* **Aim of the exercise**
Repeat all of the data precisely.

= = =

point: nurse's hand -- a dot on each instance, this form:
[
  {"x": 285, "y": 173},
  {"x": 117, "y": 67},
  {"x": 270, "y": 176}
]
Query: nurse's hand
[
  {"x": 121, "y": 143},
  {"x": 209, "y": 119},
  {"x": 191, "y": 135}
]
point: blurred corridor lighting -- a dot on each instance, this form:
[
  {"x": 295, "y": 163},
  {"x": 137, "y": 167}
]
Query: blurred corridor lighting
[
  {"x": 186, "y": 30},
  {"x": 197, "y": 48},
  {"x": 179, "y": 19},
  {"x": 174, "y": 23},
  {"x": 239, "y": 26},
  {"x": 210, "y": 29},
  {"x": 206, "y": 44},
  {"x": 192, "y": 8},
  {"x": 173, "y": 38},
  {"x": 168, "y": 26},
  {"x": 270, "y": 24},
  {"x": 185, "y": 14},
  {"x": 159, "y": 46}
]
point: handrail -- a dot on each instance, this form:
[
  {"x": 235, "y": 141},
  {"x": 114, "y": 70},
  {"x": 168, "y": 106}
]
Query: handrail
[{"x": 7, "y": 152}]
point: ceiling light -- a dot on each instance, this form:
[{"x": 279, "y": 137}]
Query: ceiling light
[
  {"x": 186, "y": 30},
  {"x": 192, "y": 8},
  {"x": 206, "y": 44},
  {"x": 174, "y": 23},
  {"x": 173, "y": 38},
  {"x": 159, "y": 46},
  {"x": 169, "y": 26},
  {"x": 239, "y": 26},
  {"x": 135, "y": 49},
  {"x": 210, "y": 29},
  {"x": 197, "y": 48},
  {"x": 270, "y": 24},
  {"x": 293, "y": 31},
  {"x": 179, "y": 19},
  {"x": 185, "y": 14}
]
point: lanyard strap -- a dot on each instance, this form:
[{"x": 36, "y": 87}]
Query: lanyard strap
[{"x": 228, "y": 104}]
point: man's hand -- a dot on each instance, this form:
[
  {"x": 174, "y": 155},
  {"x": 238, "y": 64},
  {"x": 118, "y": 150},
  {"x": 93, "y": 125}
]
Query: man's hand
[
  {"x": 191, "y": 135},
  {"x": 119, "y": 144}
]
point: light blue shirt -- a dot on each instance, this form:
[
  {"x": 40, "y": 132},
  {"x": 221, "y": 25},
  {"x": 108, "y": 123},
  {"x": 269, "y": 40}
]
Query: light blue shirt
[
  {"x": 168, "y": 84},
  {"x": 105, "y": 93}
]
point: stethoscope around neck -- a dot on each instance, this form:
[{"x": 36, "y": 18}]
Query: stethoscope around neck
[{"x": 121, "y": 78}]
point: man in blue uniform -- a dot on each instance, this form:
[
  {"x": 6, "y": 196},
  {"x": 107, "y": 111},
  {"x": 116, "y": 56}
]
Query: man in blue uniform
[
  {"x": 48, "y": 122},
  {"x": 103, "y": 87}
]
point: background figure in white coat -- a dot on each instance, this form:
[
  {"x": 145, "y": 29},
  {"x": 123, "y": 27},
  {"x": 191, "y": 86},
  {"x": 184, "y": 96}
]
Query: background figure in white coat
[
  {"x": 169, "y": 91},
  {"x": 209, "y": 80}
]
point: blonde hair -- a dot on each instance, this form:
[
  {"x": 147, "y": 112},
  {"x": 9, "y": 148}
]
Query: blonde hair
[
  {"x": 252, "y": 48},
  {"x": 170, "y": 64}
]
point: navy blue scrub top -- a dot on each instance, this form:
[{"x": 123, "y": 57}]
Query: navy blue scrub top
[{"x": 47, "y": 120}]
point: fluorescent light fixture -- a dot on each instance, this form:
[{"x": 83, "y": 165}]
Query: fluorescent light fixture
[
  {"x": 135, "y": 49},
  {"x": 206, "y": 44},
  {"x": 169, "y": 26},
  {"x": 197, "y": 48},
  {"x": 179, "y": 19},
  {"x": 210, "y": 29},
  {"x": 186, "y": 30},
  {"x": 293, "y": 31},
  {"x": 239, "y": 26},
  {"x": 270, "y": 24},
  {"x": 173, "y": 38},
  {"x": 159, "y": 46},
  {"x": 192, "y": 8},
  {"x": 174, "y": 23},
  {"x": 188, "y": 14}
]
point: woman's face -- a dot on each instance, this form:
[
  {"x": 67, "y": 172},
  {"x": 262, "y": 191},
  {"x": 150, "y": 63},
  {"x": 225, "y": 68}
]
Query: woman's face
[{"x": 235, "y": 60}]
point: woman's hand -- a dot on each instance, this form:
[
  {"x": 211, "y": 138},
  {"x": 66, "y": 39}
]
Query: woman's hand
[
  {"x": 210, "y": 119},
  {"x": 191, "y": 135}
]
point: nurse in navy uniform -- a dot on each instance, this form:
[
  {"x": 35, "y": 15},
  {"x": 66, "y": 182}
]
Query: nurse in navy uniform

= = =

* **Solved problem**
point: nurse's hand -- a dot on each instance, this form:
[
  {"x": 285, "y": 173},
  {"x": 117, "y": 67},
  {"x": 270, "y": 176}
]
Query: nurse's hand
[
  {"x": 121, "y": 143},
  {"x": 209, "y": 119},
  {"x": 191, "y": 135}
]
point: blurred corridor lighting -- a dot on each instance, this form:
[
  {"x": 295, "y": 163},
  {"x": 137, "y": 167}
]
Query: blurred corridor lighting
[
  {"x": 186, "y": 30},
  {"x": 197, "y": 48},
  {"x": 179, "y": 19},
  {"x": 174, "y": 23},
  {"x": 239, "y": 26},
  {"x": 210, "y": 29},
  {"x": 206, "y": 44},
  {"x": 192, "y": 8},
  {"x": 173, "y": 38},
  {"x": 168, "y": 26},
  {"x": 270, "y": 24},
  {"x": 185, "y": 14},
  {"x": 159, "y": 46}
]
point: handrail -- a dot on each instance, this form:
[
  {"x": 235, "y": 141},
  {"x": 114, "y": 70},
  {"x": 168, "y": 106}
]
Query: handrail
[{"x": 7, "y": 152}]
point: ceiling light -- a dot on each instance, this form:
[{"x": 279, "y": 137}]
Query: ceiling light
[
  {"x": 186, "y": 30},
  {"x": 192, "y": 8},
  {"x": 206, "y": 44},
  {"x": 174, "y": 23},
  {"x": 173, "y": 38},
  {"x": 159, "y": 46},
  {"x": 169, "y": 26},
  {"x": 239, "y": 26},
  {"x": 135, "y": 49},
  {"x": 210, "y": 29},
  {"x": 197, "y": 48},
  {"x": 270, "y": 24},
  {"x": 293, "y": 31},
  {"x": 179, "y": 19},
  {"x": 185, "y": 14}
]
point: lanyard strap -- a dot on each instance, this form:
[{"x": 36, "y": 87}]
Query: lanyard strap
[{"x": 228, "y": 104}]
point: man's hand -- a dot on each instance, this form:
[
  {"x": 174, "y": 155},
  {"x": 238, "y": 64},
  {"x": 118, "y": 150},
  {"x": 93, "y": 125}
]
Query: man's hand
[
  {"x": 191, "y": 135},
  {"x": 119, "y": 144}
]
point: light blue shirt -- a dot on each instance, this form:
[
  {"x": 40, "y": 132},
  {"x": 221, "y": 25},
  {"x": 108, "y": 123},
  {"x": 269, "y": 40}
]
Query: light blue shirt
[
  {"x": 168, "y": 84},
  {"x": 105, "y": 93}
]
point: stethoscope around neck -- a dot on each instance, this form:
[{"x": 36, "y": 18}]
Query: stethoscope around neck
[{"x": 121, "y": 78}]
point: man in blue uniform -- a dot on each instance, this form:
[
  {"x": 6, "y": 196},
  {"x": 107, "y": 111},
  {"x": 116, "y": 56}
]
Query: man in blue uniform
[
  {"x": 48, "y": 122},
  {"x": 103, "y": 87}
]
point: background figure in white coat -- a dot on each instance, this form:
[
  {"x": 145, "y": 29},
  {"x": 123, "y": 27},
  {"x": 191, "y": 86},
  {"x": 184, "y": 96}
]
Query: background figure in white coat
[
  {"x": 169, "y": 91},
  {"x": 209, "y": 80}
]
point: blonde hair -- a dot on each instance, this form:
[
  {"x": 147, "y": 112},
  {"x": 9, "y": 148}
]
Query: blonde hair
[
  {"x": 252, "y": 48},
  {"x": 170, "y": 64}
]
point: navy blue scrub top -- a dot on each instance, this form:
[{"x": 123, "y": 57}]
Query: navy blue scrub top
[{"x": 47, "y": 120}]
point: fluorescent light fixture -- a dot on each instance, this form:
[{"x": 83, "y": 165}]
Query: fluorescent light fixture
[
  {"x": 135, "y": 49},
  {"x": 206, "y": 44},
  {"x": 169, "y": 26},
  {"x": 197, "y": 48},
  {"x": 179, "y": 19},
  {"x": 210, "y": 29},
  {"x": 186, "y": 30},
  {"x": 293, "y": 31},
  {"x": 239, "y": 26},
  {"x": 270, "y": 24},
  {"x": 173, "y": 38},
  {"x": 159, "y": 46},
  {"x": 192, "y": 8},
  {"x": 174, "y": 23},
  {"x": 188, "y": 14}
]
point: woman's face -- a dot on each instance, this form:
[
  {"x": 67, "y": 172},
  {"x": 262, "y": 191},
  {"x": 150, "y": 63},
  {"x": 225, "y": 68}
]
Query: woman's face
[{"x": 235, "y": 60}]
point: woman's hand -- a dot on each instance, this form:
[
  {"x": 211, "y": 138},
  {"x": 66, "y": 39}
]
Query: woman's hand
[
  {"x": 210, "y": 119},
  {"x": 191, "y": 135}
]
point: nurse in navy uniform -- a dot on each instance, this form:
[
  {"x": 35, "y": 15},
  {"x": 66, "y": 182}
]
Query: nurse in navy uniform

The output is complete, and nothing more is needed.